TASKS AND EXERCISES>
• a. Quote the drill bit text word for word, starting with "The better adaptation" and going on through "of the bit.".
• b. In the drill bit text, besides larger cutting elements, what other way is given for making the higher volume factor cutter assemblies better adapted to softer formations?
• c. Proceed with the drill bit text from the point where it stops.

## Begin SELECTION

The bit is also so designed that those cutter assemblies which are effecting the majority of the material removal at high rates of penetration are of such a kind as to be particularly suitable for removing material from soft formations. For example, they may be larger and/or more efficiently cleaned than other cutter assemblies on the bit which only effect a significant amount of material removal at lower penetration rates in harder formations.

According to the invention therefore there is provided a rotary drill bit of the kind first referred to, wherein certain cutter assemblies on the bit body are adapted to exhibit a volume factor (as hereinbefore defined) which is significantly greater than the volume factor of other cutter assemblies on the bit body, with increase in rate of penetration, and wherein at least the majority of said certain cutter assemblies are better adapted for cutting softer formations than at least the majority of said other cutter assemblies.

The better adaptation for cutting softer formations may be achieved by said higher volume factor assemblies including cutting elements of larger area than the cutting elements of said other cutter assemblies of lower volume factor. Alternatively or additionally said higher volume factor cutter assemblies may be located in such relation to nozzles for delivering drilling fluid to the face of the bit as to be more efficiently cleaned than said lower volume factor cutter assemblies. Thus, for purposes of this specification, when it is said that "a cutter is adapted for cutting softer formations" such adaptation may include features intrinsic to the cutter per se and/or features pertaining to the disposition of the cutter relative to other parts of the bit.

The higher volume factor cutter assemblies may be disposed in different regions of the bit body from said lower volume factor cutter assemblies. For example, in the case where the cutter assemblies are mounted on a plurality of blades extending generally outwardly away from the central axis of rotation of the bit body, there may be provided blades which carry cutter assemblies which are all substantially of higher volume factor and other blades which carry cutter assemblies which are substantially all of lower volume factor.

## End SELECTION
## Begin EXCERPTED RECORDS

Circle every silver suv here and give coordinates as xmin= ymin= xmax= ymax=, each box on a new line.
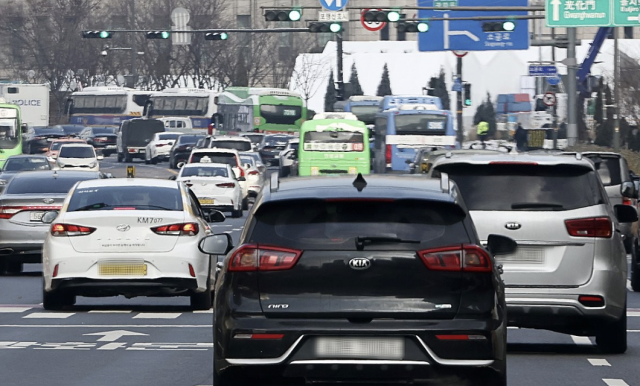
xmin=430 ymin=154 xmax=638 ymax=353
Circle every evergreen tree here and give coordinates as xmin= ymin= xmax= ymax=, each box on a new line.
xmin=376 ymin=63 xmax=393 ymax=96
xmin=344 ymin=63 xmax=364 ymax=100
xmin=324 ymin=70 xmax=338 ymax=112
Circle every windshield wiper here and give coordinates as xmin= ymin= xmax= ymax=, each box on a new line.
xmin=356 ymin=236 xmax=420 ymax=251
xmin=511 ymin=202 xmax=564 ymax=210
xmin=74 ymin=202 xmax=111 ymax=212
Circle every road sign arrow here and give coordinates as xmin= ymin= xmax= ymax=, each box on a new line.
xmin=82 ymin=330 xmax=149 ymax=342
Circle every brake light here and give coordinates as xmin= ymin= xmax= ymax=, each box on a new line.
xmin=151 ymin=222 xmax=199 ymax=236
xmin=229 ymin=245 xmax=302 ymax=272
xmin=564 ymin=217 xmax=613 ymax=239
xmin=418 ymin=245 xmax=492 ymax=272
xmin=0 ymin=206 xmax=62 ymax=220
xmin=51 ymin=224 xmax=96 ymax=237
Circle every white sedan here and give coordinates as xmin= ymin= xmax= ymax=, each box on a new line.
xmin=177 ymin=163 xmax=245 ymax=218
xmin=42 ymin=178 xmax=224 ymax=310
xmin=144 ymin=131 xmax=182 ymax=165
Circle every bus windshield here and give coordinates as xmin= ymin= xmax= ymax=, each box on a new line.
xmin=395 ymin=114 xmax=447 ymax=135
xmin=304 ymin=131 xmax=364 ymax=152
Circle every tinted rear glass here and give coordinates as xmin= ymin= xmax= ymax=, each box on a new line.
xmin=434 ymin=164 xmax=604 ymax=211
xmin=5 ymin=176 xmax=98 ymax=194
xmin=191 ymin=152 xmax=238 ymax=167
xmin=211 ymin=141 xmax=252 ymax=151
xmin=250 ymin=199 xmax=469 ymax=250
xmin=59 ymin=146 xmax=96 ymax=158
xmin=68 ymin=186 xmax=182 ymax=212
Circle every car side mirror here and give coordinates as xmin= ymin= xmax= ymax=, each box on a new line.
xmin=198 ymin=233 xmax=233 ymax=255
xmin=487 ymin=235 xmax=518 ymax=255
xmin=620 ymin=181 xmax=638 ymax=198
xmin=42 ymin=210 xmax=58 ymax=224
xmin=207 ymin=210 xmax=227 ymax=222
xmin=613 ymin=205 xmax=638 ymax=224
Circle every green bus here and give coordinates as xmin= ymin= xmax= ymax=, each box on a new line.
xmin=214 ymin=87 xmax=307 ymax=134
xmin=0 ymin=98 xmax=26 ymax=168
xmin=297 ymin=119 xmax=371 ymax=176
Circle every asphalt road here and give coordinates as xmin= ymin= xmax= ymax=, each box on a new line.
xmin=0 ymin=157 xmax=640 ymax=386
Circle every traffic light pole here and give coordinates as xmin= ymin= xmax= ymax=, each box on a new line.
xmin=456 ymin=58 xmax=464 ymax=146
xmin=336 ymin=32 xmax=344 ymax=101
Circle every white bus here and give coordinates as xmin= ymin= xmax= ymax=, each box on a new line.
xmin=146 ymin=88 xmax=220 ymax=129
xmin=66 ymin=87 xmax=155 ymax=126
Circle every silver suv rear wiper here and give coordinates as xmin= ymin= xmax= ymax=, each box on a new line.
xmin=356 ymin=236 xmax=420 ymax=251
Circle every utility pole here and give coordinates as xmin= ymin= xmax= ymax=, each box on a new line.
xmin=456 ymin=57 xmax=464 ymax=146
xmin=336 ymin=31 xmax=344 ymax=101
xmin=613 ymin=27 xmax=620 ymax=151
xmin=566 ymin=27 xmax=578 ymax=146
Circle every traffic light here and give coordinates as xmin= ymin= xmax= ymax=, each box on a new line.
xmin=82 ymin=31 xmax=112 ymax=39
xmin=462 ymin=83 xmax=471 ymax=106
xmin=204 ymin=32 xmax=229 ymax=40
xmin=398 ymin=21 xmax=429 ymax=33
xmin=482 ymin=20 xmax=516 ymax=32
xmin=147 ymin=31 xmax=171 ymax=39
xmin=364 ymin=10 xmax=400 ymax=22
xmin=264 ymin=8 xmax=302 ymax=21
xmin=309 ymin=22 xmax=342 ymax=33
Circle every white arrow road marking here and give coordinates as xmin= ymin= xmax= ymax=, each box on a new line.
xmin=82 ymin=330 xmax=149 ymax=342
xmin=551 ymin=0 xmax=562 ymax=21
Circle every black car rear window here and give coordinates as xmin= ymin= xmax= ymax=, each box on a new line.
xmin=68 ymin=186 xmax=182 ymax=212
xmin=5 ymin=173 xmax=98 ymax=194
xmin=250 ymin=199 xmax=470 ymax=250
xmin=434 ymin=164 xmax=604 ymax=211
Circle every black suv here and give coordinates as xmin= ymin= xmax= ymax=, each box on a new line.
xmin=200 ymin=173 xmax=516 ymax=386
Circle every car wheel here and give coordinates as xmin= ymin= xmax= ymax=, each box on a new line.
xmin=4 ymin=262 xmax=22 ymax=275
xmin=596 ymin=302 xmax=627 ymax=354
xmin=191 ymin=273 xmax=213 ymax=311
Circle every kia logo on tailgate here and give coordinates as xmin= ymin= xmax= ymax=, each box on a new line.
xmin=349 ymin=257 xmax=371 ymax=270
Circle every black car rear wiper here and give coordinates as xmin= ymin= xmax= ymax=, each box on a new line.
xmin=511 ymin=202 xmax=564 ymax=210
xmin=356 ymin=236 xmax=420 ymax=251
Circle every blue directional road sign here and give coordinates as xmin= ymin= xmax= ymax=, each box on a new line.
xmin=529 ymin=64 xmax=558 ymax=78
xmin=418 ymin=0 xmax=529 ymax=51
xmin=320 ymin=0 xmax=349 ymax=11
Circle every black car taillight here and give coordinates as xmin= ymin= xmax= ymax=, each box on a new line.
xmin=229 ymin=244 xmax=302 ymax=272
xmin=418 ymin=245 xmax=493 ymax=272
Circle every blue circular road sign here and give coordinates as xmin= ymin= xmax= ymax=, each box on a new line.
xmin=320 ymin=0 xmax=349 ymax=11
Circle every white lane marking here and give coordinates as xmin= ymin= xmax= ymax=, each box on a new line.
xmin=22 ymin=312 xmax=75 ymax=319
xmin=133 ymin=312 xmax=182 ymax=319
xmin=0 ymin=324 xmax=208 ymax=332
xmin=0 ymin=307 xmax=33 ymax=314
xmin=602 ymin=378 xmax=629 ymax=386
xmin=571 ymin=335 xmax=593 ymax=345
xmin=193 ymin=308 xmax=213 ymax=314
xmin=89 ymin=310 xmax=131 ymax=314
xmin=587 ymin=359 xmax=611 ymax=366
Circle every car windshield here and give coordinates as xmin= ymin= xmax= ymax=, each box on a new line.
xmin=2 ymin=157 xmax=51 ymax=172
xmin=68 ymin=186 xmax=182 ymax=212
xmin=211 ymin=140 xmax=252 ymax=151
xmin=433 ymin=164 xmax=604 ymax=211
xmin=159 ymin=134 xmax=180 ymax=140
xmin=59 ymin=146 xmax=96 ymax=158
xmin=249 ymin=199 xmax=469 ymax=251
xmin=180 ymin=166 xmax=229 ymax=178
xmin=5 ymin=172 xmax=98 ymax=194
xmin=191 ymin=152 xmax=238 ymax=167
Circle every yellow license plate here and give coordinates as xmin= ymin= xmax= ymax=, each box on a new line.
xmin=98 ymin=264 xmax=147 ymax=276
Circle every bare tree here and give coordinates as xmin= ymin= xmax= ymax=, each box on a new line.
xmin=292 ymin=54 xmax=329 ymax=105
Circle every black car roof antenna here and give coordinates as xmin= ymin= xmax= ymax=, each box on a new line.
xmin=353 ymin=173 xmax=367 ymax=192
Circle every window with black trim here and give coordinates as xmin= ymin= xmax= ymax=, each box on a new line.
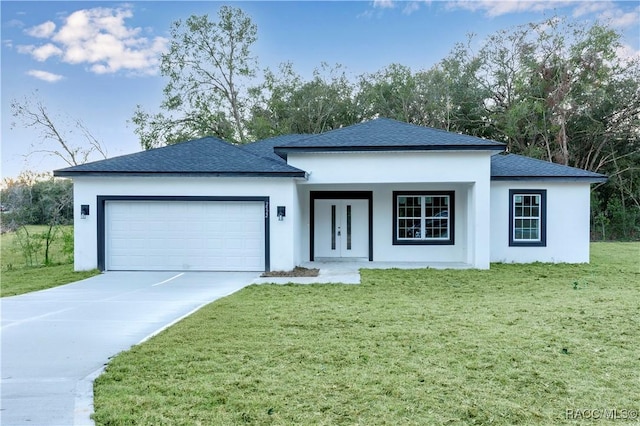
xmin=509 ymin=189 xmax=547 ymax=247
xmin=393 ymin=191 xmax=455 ymax=245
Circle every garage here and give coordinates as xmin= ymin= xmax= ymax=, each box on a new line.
xmin=99 ymin=197 xmax=268 ymax=271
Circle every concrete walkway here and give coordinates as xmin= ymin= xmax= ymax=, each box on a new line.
xmin=0 ymin=272 xmax=258 ymax=426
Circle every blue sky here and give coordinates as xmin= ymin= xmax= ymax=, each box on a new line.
xmin=0 ymin=0 xmax=640 ymax=178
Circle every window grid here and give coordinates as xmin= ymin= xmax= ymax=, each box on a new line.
xmin=397 ymin=195 xmax=450 ymax=241
xmin=513 ymin=194 xmax=541 ymax=242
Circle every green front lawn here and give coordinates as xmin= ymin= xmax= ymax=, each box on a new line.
xmin=0 ymin=225 xmax=99 ymax=297
xmin=94 ymin=243 xmax=640 ymax=425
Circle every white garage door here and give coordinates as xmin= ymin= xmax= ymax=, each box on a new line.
xmin=105 ymin=201 xmax=265 ymax=271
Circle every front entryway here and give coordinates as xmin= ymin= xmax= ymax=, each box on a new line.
xmin=314 ymin=199 xmax=369 ymax=258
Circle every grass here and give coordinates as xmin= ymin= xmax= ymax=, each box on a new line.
xmin=94 ymin=243 xmax=640 ymax=425
xmin=0 ymin=226 xmax=99 ymax=297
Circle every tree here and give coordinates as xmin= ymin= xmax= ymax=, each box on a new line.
xmin=2 ymin=172 xmax=73 ymax=266
xmin=248 ymin=63 xmax=359 ymax=139
xmin=131 ymin=6 xmax=257 ymax=149
xmin=11 ymin=94 xmax=107 ymax=166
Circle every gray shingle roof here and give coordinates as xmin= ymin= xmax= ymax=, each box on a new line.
xmin=240 ymin=134 xmax=302 ymax=162
xmin=54 ymin=137 xmax=305 ymax=177
xmin=275 ymin=118 xmax=505 ymax=158
xmin=491 ymin=154 xmax=607 ymax=182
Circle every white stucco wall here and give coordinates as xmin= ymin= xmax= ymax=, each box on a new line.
xmin=491 ymin=181 xmax=591 ymax=263
xmin=288 ymin=152 xmax=490 ymax=269
xmin=74 ymin=176 xmax=300 ymax=270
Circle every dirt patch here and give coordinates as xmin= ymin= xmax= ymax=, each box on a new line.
xmin=260 ymin=266 xmax=320 ymax=277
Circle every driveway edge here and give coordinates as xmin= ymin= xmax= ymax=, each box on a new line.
xmin=73 ymin=283 xmax=251 ymax=426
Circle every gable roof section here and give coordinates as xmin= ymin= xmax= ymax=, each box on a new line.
xmin=491 ymin=154 xmax=607 ymax=183
xmin=54 ymin=137 xmax=305 ymax=177
xmin=274 ymin=118 xmax=506 ymax=158
xmin=239 ymin=134 xmax=302 ymax=162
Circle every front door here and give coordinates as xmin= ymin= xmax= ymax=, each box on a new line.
xmin=313 ymin=199 xmax=369 ymax=258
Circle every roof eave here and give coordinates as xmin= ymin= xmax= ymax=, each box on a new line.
xmin=491 ymin=176 xmax=609 ymax=183
xmin=53 ymin=170 xmax=307 ymax=179
xmin=273 ymin=144 xmax=507 ymax=159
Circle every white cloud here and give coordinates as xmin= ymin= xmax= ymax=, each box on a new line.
xmin=25 ymin=21 xmax=56 ymax=38
xmin=18 ymin=7 xmax=168 ymax=74
xmin=598 ymin=7 xmax=640 ymax=28
xmin=402 ymin=1 xmax=420 ymax=15
xmin=2 ymin=19 xmax=24 ymax=28
xmin=573 ymin=1 xmax=611 ymax=18
xmin=30 ymin=43 xmax=62 ymax=62
xmin=373 ymin=0 xmax=396 ymax=9
xmin=447 ymin=0 xmax=580 ymax=17
xmin=27 ymin=70 xmax=64 ymax=83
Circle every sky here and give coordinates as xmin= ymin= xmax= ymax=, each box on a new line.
xmin=0 ymin=0 xmax=640 ymax=178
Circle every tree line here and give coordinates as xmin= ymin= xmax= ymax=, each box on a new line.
xmin=131 ymin=6 xmax=640 ymax=239
xmin=7 ymin=6 xmax=640 ymax=239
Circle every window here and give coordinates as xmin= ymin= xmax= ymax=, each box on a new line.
xmin=509 ymin=189 xmax=547 ymax=247
xmin=393 ymin=191 xmax=455 ymax=245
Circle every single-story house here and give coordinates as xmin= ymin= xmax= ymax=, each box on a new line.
xmin=54 ymin=118 xmax=606 ymax=271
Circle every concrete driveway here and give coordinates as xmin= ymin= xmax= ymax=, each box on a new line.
xmin=0 ymin=272 xmax=258 ymax=426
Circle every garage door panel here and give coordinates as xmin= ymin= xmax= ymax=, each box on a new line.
xmin=105 ymin=201 xmax=265 ymax=271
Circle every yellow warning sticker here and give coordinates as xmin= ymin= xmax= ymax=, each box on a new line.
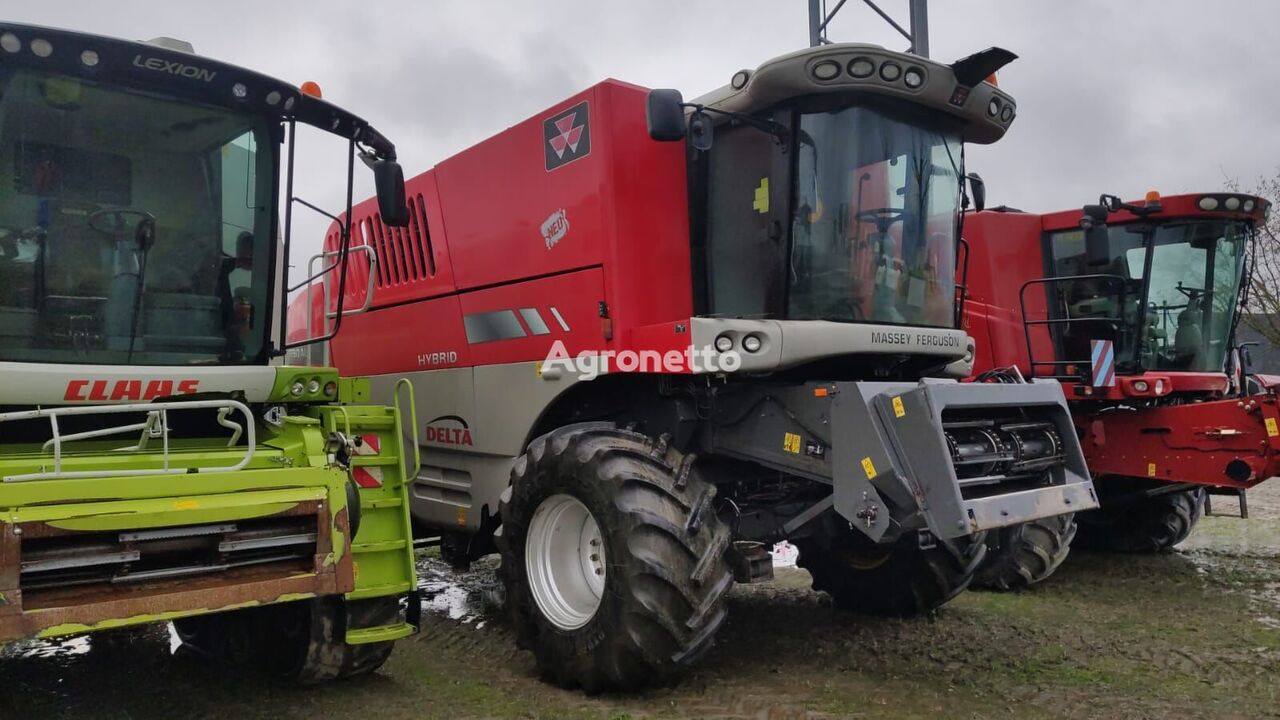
xmin=863 ymin=457 xmax=876 ymax=480
xmin=751 ymin=178 xmax=769 ymax=215
xmin=782 ymin=433 xmax=800 ymax=455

## End EXCERPTED RECORDS

THE ANSWERS>
• a.
The better adaptation for cutting softer formations may be achieved by said higher volume factor assemblies including cutting elements of larger area than the cutting elements of said other cutter assemblies of lower volume factor. Alternatively or additionally said higher volume factor cutter assemblies may be located in such relation to nozzles for delivering drilling fluid to the face of the bit as to be more efficiently cleaned than said lower volume factor cutter assemblies. Thus, for purposes of this specification, when it is said that "a cutter is adapted for cutting softer formations" such adaptation may include features intrinsic to the cutter per se and/or features pertaining to the disposition of the cutter relative to other parts of the bit.

• b. Placing them relative to the drilling-fluid nozzles so that they are cleaned more efficiently than the lower volume factor cutter assemblies.

• c.
The invention also provides a method of designing a rotary drill bit of the kind first referred to, said method comprising correlating the volume factors of cutter assemblies with the cutting characteristics of said assemblies, whereby cutter assemblies of higher volume factor are better adapted for cutting softer formations than cutter assemblies of lower volume factor.

The method may comprise designing a bit so that some cutter assemblies are better adapted for cutting softer formations than others and then adjusting the locations and/or orientations of the cutter assemblies so that, overall, those cutter assemblies which are better adapted for cutting softer formations exhibit a greater volume factor than cutter assemblies which are less well adapted for cutting softer formations.

Alternatively, the method may comprise designing a drill bit so that certain cutter assemblies have a significantly higher volume factor than other cutter assemblies and then adjusting the design of said high volume factor cutter assemblies to render them better adapted for cutting softer formations.

The method according to the invention may also be applied to the modification of existing designs of drill bit. Thus in an existing design the method may comprise the steps of identifying regions of the bit where most efficient cleaning of cutter assemblies takes place and then adjusting the positions of cutter assemblies on the bit body so that cutter assemblies in such regions have a significantly higher volume factor than cutter assemblies in other regions of the drill bit. Alternatively or additionally, in an existing bit design incorporating cutting elements of various sizes, the method may comprise adjusting the positions of cutter assemblies so that those cutter assemblies having larger cutting elements have a higher volume factor than cutter assemblies having smaller cutting elements.

FIG. 1 is an elevation of a drill bit according to the invention.

FIG. 2 is a graph of volume factor against radius of cutting for a typical prior art drill bit, and

FIG. 3 is a graph of volume factor against radius of cutting, at different rates of penetration, for the drill bit of FIG. 1.

Referring to FIG. 1, there is shown an end view of a full bore drill bit of the kind to which the present invention may be applied, i.e. a drag bit, and which has in fact been designed according to the invention.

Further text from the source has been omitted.